== Text block ==
──────────────────────────────

Chekitan Dev, Singapore Tourism distinguished professor in Asian Hospitality Management at Cornell University's School of Hotel Administration in the SC College of Business, said Bermingham has as two-part challenge ahead.
"Imbue Virgin Hotels with the flawless operations excellence that Montage is known for and, at the same time, keep Virgin Hotels’ iconoclastic and irreverent image distinct from every other hotel brand," he said. “Virgin’s timing is perfect as the cracks have begun to show in some legacy hotel brands, and independent hotels are hurting."
Looking Ahead to a Brighter Future
Bermingham, 55, is counting on Virgin Hotels’ future to be brighter than its past. In 2011, the company partnered with a Chicago developer to acquire the Old Dearborn Bank Building with plans to open the brand’s first property there in 2013. At the time, Virgin Hotels also said that hotels in Los Angeles, New York, Miami, San Francisco, Washington and London were in development, along with planning more growth with an asset-light strategy in which Virgin Hotels would bring in developers to build and own the hotels while the brand would manage them. Virgin Hotels was also counting on the network of Virgin-branded airlines to help promote the new hotel brand.

──────────────────────────────

== Available data ==

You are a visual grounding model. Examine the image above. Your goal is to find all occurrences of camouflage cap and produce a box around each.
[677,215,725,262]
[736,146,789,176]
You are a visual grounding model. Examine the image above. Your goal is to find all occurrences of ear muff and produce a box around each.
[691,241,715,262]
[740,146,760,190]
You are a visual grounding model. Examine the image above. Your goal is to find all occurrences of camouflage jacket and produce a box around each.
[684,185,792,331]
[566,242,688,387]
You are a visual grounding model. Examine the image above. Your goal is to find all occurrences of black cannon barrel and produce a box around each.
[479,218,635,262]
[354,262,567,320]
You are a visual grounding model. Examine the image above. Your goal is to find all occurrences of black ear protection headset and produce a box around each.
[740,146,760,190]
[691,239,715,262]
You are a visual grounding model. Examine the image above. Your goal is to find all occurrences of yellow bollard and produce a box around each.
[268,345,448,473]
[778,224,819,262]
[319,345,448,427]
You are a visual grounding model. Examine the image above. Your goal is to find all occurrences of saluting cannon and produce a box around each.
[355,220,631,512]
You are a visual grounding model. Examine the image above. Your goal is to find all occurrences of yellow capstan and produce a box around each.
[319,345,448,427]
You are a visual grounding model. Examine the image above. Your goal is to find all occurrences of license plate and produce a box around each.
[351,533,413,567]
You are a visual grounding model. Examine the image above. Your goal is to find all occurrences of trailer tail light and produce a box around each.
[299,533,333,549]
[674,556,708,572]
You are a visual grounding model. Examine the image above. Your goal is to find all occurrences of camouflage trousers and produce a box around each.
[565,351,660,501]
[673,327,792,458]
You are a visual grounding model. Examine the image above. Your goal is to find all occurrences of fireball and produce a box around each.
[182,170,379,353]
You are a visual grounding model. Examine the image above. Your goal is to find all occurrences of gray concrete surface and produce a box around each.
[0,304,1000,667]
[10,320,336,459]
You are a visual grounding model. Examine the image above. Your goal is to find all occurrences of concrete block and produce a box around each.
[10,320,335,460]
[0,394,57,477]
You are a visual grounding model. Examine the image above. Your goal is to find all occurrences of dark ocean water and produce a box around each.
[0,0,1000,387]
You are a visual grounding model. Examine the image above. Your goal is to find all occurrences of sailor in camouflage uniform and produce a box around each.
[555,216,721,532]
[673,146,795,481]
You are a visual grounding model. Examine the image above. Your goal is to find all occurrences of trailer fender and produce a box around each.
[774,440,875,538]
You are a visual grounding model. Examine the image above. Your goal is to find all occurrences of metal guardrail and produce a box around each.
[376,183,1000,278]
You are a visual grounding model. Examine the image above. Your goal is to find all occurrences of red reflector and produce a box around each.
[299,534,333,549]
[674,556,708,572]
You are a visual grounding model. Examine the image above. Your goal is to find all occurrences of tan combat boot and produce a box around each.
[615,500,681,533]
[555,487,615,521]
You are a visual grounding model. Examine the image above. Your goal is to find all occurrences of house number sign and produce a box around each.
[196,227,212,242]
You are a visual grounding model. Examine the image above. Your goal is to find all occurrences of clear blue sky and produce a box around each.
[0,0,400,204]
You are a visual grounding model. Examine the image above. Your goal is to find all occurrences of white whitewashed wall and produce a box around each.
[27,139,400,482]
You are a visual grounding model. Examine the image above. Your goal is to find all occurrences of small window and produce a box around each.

──────────────────────────────

== Exercises to complete ==
**A)** Answer these questions from the Virgin Hotels text, one line each:
(i) Which school at Cornell University is Chekitan Dev part of?
(ii) What building did the company plan to acquire in 2011 with a Chicago developer?
(iii) How old is Bermingham?
**B)** Turn the paragraph in the Virgin Hotels text that begins "Bermingham, 55, is counting on" into a short bulleted list that keeps its main facts.

== Task-by-task answers ==
**A)**
(i) The School of Hotel Administration in the SC College of Business.
(ii) The Old Dearborn Bank Building.
(iii) 55.

**B)**
- Bermingham, 55, expects Virgin Hotels' future to be brighter than its past.
- In 2011, the company partnered with a Chicago developer to acquire the Old Dearborn Bank Building, planning to open the brand's first property there in 2013.
- Virgin Hotels also said that hotels in Los Angeles, New York, Miami, San Francisco, Washington and London were in development.
- It planned further growth through an asset-light strategy: developers would build and own the hotels, and the brand would manage them.
- The company counted on the network of Virgin-branded airlines to help promote the new hotel brand.